# Work to be completed:
Copy out all of the data below exactly, so that no word differs from the original.

________________________________________

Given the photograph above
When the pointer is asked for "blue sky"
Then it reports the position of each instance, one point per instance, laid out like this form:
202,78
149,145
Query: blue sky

________________________________________

# Solved exercise:
Given the photograph above
When the pointer is asked for "blue sky"
Then it reports the position of each instance, one point per instance, laid out like this form:
202,78
149,145
Query: blue sky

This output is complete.